What the task requires:
Which lines of the material contain the word "green"? Show each one.

*** Source material Section Begins ***

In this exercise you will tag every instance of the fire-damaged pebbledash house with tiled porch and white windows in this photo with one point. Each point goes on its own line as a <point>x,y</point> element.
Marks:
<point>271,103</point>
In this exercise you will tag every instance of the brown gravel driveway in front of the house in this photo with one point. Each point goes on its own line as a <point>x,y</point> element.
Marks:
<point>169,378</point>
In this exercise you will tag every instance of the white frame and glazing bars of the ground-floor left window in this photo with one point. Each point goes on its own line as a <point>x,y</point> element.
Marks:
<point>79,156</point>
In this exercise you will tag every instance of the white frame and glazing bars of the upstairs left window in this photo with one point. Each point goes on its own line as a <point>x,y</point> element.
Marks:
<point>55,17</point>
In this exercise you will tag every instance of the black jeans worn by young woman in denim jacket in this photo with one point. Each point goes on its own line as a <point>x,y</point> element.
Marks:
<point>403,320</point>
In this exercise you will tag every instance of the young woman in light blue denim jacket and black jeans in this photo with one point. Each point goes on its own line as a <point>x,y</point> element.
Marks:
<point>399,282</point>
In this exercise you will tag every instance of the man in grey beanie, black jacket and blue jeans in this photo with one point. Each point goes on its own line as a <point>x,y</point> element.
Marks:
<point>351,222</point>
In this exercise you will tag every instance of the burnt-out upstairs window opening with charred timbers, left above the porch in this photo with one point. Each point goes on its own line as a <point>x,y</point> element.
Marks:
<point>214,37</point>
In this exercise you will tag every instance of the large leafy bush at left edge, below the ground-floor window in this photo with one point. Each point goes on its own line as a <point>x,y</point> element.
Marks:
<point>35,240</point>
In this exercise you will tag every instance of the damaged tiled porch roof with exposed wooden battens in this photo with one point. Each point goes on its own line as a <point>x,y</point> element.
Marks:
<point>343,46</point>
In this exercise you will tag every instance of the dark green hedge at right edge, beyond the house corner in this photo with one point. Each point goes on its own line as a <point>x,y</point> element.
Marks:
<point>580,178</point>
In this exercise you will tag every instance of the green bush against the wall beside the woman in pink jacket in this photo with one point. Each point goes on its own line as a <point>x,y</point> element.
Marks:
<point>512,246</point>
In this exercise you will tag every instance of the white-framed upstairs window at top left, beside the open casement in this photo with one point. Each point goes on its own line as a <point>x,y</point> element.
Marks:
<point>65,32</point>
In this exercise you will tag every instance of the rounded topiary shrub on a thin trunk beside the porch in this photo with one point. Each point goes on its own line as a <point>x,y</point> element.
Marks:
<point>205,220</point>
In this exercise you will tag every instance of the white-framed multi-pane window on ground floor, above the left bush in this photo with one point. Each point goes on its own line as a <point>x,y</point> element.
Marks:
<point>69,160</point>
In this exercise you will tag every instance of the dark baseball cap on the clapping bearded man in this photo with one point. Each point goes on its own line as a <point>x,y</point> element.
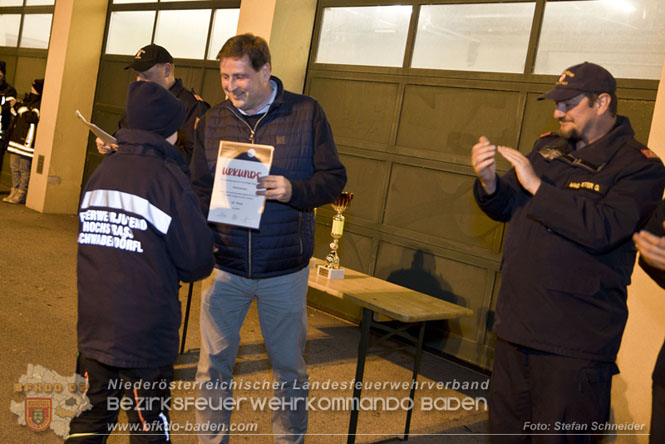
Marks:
<point>583,78</point>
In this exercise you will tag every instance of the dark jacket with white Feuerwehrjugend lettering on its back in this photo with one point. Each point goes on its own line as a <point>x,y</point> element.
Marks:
<point>141,231</point>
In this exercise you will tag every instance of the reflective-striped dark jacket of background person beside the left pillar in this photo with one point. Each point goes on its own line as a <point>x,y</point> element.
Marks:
<point>23,129</point>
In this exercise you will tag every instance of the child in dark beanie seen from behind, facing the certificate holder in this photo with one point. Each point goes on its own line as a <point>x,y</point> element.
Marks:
<point>140,232</point>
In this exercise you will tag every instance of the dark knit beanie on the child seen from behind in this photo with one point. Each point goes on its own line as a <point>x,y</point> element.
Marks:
<point>150,107</point>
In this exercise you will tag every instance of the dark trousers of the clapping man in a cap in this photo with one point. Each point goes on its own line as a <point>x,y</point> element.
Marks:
<point>540,397</point>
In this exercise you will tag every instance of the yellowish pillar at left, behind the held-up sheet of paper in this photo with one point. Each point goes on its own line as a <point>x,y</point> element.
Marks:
<point>71,76</point>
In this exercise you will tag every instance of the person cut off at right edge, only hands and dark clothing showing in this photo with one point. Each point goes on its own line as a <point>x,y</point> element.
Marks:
<point>650,243</point>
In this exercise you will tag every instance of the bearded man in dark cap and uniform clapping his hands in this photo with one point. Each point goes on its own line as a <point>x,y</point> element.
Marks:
<point>573,204</point>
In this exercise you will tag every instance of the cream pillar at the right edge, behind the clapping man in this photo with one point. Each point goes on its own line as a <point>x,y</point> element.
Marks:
<point>645,331</point>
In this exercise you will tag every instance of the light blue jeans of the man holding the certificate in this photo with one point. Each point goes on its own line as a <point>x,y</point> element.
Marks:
<point>281,303</point>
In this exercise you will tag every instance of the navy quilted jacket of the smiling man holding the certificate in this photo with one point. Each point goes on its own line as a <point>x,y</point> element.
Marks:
<point>305,154</point>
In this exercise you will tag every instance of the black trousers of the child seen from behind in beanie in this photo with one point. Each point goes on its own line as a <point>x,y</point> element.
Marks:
<point>146,401</point>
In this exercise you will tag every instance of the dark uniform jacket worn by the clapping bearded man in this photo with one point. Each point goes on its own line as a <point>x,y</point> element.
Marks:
<point>568,254</point>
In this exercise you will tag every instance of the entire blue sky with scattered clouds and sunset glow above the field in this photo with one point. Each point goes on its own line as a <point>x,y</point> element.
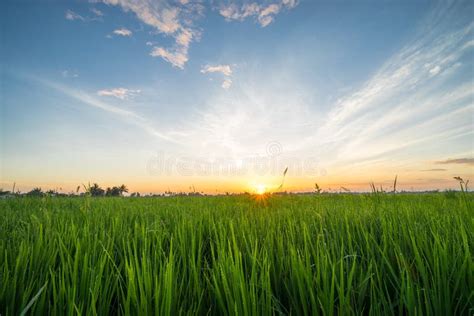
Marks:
<point>222,96</point>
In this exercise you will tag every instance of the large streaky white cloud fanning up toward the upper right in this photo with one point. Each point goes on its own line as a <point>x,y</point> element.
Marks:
<point>407,96</point>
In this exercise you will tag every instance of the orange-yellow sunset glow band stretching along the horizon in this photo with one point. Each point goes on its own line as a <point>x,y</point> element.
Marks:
<point>353,179</point>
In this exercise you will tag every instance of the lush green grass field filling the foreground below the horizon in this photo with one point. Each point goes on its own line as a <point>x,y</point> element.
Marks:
<point>402,254</point>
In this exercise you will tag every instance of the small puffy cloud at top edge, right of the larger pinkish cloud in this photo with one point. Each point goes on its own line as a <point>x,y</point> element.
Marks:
<point>264,14</point>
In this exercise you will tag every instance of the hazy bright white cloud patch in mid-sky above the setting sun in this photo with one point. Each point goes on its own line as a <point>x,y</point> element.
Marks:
<point>254,106</point>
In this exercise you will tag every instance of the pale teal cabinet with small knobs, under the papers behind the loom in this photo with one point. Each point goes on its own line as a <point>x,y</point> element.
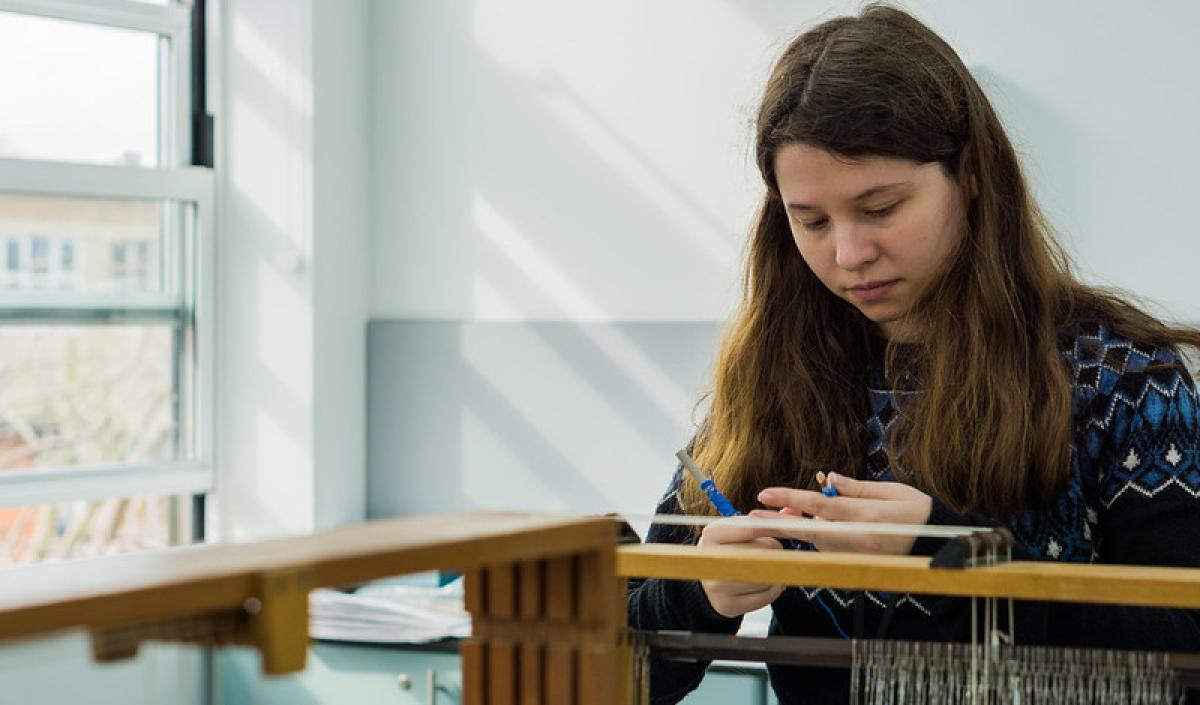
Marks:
<point>410,676</point>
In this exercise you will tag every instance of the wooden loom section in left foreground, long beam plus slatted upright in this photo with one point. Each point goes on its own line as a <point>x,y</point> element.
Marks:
<point>535,585</point>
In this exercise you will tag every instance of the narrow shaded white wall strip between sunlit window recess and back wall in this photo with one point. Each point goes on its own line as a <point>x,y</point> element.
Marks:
<point>341,273</point>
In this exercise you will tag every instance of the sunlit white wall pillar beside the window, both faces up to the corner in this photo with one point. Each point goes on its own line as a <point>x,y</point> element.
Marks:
<point>293,279</point>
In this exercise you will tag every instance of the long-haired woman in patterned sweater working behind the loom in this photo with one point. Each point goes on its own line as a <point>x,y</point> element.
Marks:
<point>910,326</point>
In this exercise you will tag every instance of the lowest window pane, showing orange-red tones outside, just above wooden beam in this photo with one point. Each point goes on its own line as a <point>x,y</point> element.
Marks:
<point>80,529</point>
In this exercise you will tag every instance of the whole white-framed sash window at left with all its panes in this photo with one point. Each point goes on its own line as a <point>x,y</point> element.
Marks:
<point>106,291</point>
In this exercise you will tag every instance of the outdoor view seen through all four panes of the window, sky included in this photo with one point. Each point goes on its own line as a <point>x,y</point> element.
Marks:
<point>83,393</point>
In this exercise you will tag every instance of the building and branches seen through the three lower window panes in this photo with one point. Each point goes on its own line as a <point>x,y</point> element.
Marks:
<point>83,395</point>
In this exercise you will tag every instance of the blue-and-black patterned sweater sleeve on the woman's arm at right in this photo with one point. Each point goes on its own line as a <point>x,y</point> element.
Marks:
<point>1139,448</point>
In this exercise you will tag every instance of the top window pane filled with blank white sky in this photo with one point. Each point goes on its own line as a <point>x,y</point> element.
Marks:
<point>79,93</point>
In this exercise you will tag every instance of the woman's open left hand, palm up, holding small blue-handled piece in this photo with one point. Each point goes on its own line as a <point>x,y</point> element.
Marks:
<point>860,501</point>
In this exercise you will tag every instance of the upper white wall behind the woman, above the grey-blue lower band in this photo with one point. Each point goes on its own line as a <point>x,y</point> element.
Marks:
<point>589,161</point>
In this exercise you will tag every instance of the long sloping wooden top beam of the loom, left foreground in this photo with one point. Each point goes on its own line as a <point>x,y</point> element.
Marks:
<point>209,580</point>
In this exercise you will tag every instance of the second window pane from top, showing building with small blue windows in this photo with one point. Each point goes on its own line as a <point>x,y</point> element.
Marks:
<point>86,245</point>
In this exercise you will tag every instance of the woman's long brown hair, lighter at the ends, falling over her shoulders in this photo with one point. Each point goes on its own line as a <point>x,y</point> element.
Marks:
<point>992,427</point>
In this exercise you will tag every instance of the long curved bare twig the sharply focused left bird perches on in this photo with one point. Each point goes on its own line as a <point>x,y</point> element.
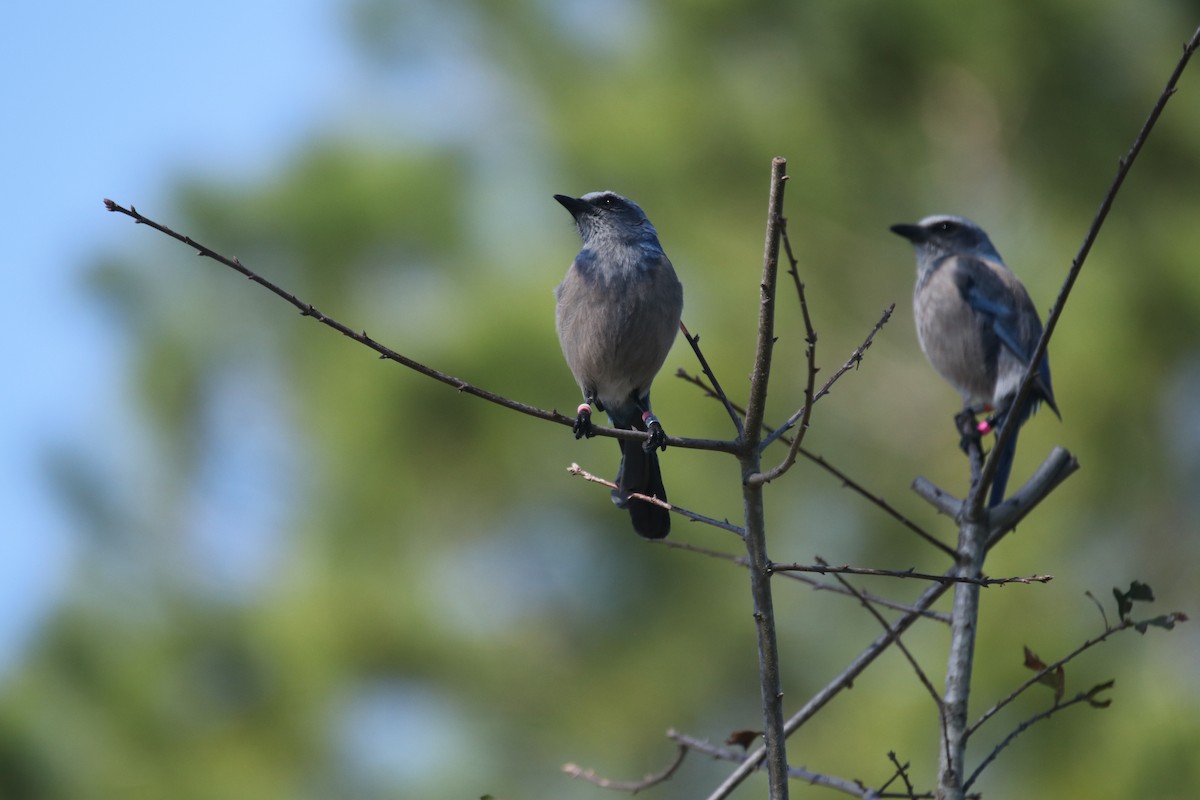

*** Source material Section Ends ***

Response to the task:
In this exercise you will tag every instance of the dark green hedge at right edge, beyond the house corner in this photo with one point. Each point goes on its own line as a <point>x,y</point> element.
In this exercise you will tag every instance of the green bush against the wall beside the woman in pink jacket in this photo with one point. Each point goes on its own line as a <point>x,y</point> element.
In this exercise you will tag every instance of the lush green grass field filling the foreground below the horizon in this photo with one point. Each point goes on its own line as a <point>x,y</point> element.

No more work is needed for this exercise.